TRAVAIL DEMANDÉ
A. D’après le texte source, à quelle question ouverte les étudiants de l’Université Unifor de Fortaleza devaient-ils répondre ?
B. Pour chaque affirmation ci-dessous, dites si elle concorde avec le texte source. Répondez par oui ou non et citez les mots décisifs du texte.
(i) L’entendido est à la fois machiste et efféminé.
(ii) Les étudiantes représentaient leur propre homme, actuel ou rêvé, comme égalitaire.
(iii) Hommes et femmes rangeaient la responsabilité du côté de la modernité.

TEXTE SOURCE
6Concevoir l’homosexualité masculine à travers l’opposition actif-passif n’est pas réservé à la société brésilienne. L’Antiquité est emblématique à cet égard, comme Paul Veyne l’avait rappelé en 1982, après beaucoup d’autres5. Le constat d’une homosexualité socialement définie, représentée et incarnée, constat résolument constructiviste et soutenu par Rommel Mendès-Leite tout au long de ses écrits, n’est donc pas original en soi. L’étude de sa transformation concrète au sein de la société brésilienne des années 1980 l’est davantage. En effet, Rommel a noté les fissures dans le système machiste brésilien. Des hommes hétérosexuels d’un nouveau type, égalitaires vis-à-vis des femmes, ont fait éclater l’opposition bofe / bicha. Le résultat est l’apparition d’un nouvel homme homosexuel : l’entendido. Actif et passif selon les circonstances, ni machiste ni efféminé, l’entendido échappe au système de valeurs machistes. Il le met même en difficulté, forçant le bofe soit à se moderniser, soit à s’abstenir s’il ne veut pas être confondu avec un entendido. L’importance de l’analyse est d’avoir démontré comment la transformation de l’univers homosexuel a découlé d’une transformation des rapports sociaux de genre.
7Le chapitre « L’homme, son miroir et les femmes » poursuit cette recherche sur les représentations de genre. Issu d’une enquête menée auprès des étudiants de l’Université Unifor de Fortaleza, il analyse les réponses à la question ouverte : « Qu’est-ce qu’être un homme ? » L’objectif de départ de cette enquête était d’étudier dans quelle mesure le système de genre évoluait vers davantage d’égalité et par qui les différentes représentations étaient portées. L’auteur considérait que l’évolution de l’homme était la clé de la modernisation du système de genre et, partant de là, du système des sexualités.
8Les étudiants et étudiantes exprimaient tous deux des représentations traditionnelles et égalitaires. Pour les femmes, les représentations se répartissaient selon l’axe allant du général vers le particulier. Elles représentaient les hommes comme traditionnels, mais leur homme, actuel ou rêvé, comme égalitaire. Pour les répondants hommes, l’opposition n’était pas la même. Ils accordaient volontiers qu’en général, la masculinité devait changer, mais chacun tenait à sa propre masculinité. Ainsi, l’homme brésilien semblait hésitant entre une représentation égalitaire pour autrui et une représentation traditionnelle pour soi.
9Si l’évolution de la masculinité paraissait souhaitable aux hommes comme aux femmes, quoique non sans ambiguïté, les deux s’accordaient pour ranger les valeurs les plus positives, telles que la responsabilité et la force de caractère, du côté de la tradition. Ainsi, le rôle de l’homme traditionnel continuait de nourrir la construction de genre brésilien. Sans parvenir à remplacer ou à renouveler entièrement le rôle traditionnel, des valeurs modernes, dont notamment l’égalité, semblaient simplement s’y ajouter, du moins dans l’esprit de certain.e.s.

JEU DE DONNÉES
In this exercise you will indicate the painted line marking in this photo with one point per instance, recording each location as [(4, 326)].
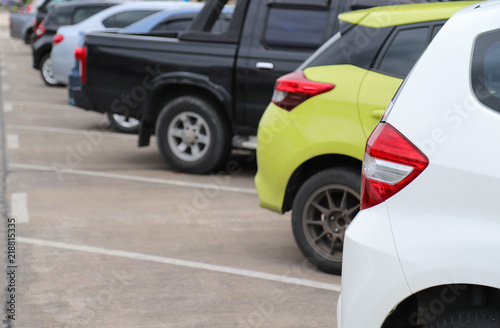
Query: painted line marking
[(60, 171), (43, 105), (7, 107), (19, 206), (183, 263), (68, 131), (12, 141)]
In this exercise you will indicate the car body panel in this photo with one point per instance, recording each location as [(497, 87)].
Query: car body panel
[(62, 53), (376, 92), (371, 264), (400, 15), (21, 24), (444, 223)]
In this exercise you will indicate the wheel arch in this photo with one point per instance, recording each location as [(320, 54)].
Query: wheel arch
[(430, 304), (311, 167)]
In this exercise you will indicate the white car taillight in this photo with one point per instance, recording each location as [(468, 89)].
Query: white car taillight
[(391, 162)]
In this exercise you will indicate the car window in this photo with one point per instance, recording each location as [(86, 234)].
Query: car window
[(404, 51), (350, 46), (124, 19), (85, 12), (485, 72), (59, 16), (173, 25), (292, 28)]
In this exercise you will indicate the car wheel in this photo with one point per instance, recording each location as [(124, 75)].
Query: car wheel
[(323, 208), (192, 135), (122, 123), (47, 72), (470, 318)]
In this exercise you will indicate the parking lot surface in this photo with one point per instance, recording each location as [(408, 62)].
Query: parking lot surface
[(108, 236)]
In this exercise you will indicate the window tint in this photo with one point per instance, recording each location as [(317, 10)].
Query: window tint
[(485, 73), (174, 25), (122, 20), (358, 45), (85, 12), (404, 51), (292, 28)]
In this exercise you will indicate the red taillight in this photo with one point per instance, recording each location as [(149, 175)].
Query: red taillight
[(40, 30), (81, 55), (391, 162), (58, 38), (294, 88)]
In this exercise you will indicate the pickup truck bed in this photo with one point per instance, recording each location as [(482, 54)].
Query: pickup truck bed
[(203, 93)]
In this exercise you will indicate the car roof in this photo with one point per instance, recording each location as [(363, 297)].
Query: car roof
[(142, 5), (151, 21), (83, 3), (379, 17)]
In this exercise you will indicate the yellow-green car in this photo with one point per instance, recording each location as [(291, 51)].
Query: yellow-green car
[(311, 138)]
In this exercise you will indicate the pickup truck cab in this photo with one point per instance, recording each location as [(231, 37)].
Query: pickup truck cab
[(204, 92)]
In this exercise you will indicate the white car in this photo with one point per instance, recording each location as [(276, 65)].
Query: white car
[(113, 18), (424, 249)]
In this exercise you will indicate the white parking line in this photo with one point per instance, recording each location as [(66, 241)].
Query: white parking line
[(61, 171), (12, 141), (7, 107), (19, 207), (183, 263), (68, 131), (43, 105)]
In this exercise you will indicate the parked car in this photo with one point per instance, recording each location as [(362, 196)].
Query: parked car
[(66, 13), (164, 23), (21, 26), (111, 19), (312, 135), (422, 252), (208, 89), (170, 23)]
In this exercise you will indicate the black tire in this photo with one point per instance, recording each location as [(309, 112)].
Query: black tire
[(46, 71), (123, 124), (192, 136), (323, 208), (480, 318)]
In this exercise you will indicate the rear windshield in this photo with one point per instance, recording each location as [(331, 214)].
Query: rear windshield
[(356, 45), (485, 72)]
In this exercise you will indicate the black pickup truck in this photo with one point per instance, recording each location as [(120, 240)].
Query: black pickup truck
[(201, 92)]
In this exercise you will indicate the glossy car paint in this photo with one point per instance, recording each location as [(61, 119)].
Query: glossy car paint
[(443, 227), (62, 53)]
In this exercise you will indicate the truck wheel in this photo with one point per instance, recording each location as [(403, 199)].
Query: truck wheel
[(192, 136), (121, 123), (323, 208), (480, 318), (47, 72)]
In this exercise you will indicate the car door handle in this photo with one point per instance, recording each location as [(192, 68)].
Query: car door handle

RÉPONSES RÉDIGÉES
A. « Qu’est-ce qu’être un homme ? »

B.
(i) Non : « ni machiste ni efféminé ».
(ii) Oui : « mais leur homme, actuel ou rêvé, comme égalitaire ».
(iii) Non : « ranger les valeurs les plus positives, telles que la responsabilité et la force de caractère, du côté de la tradition ».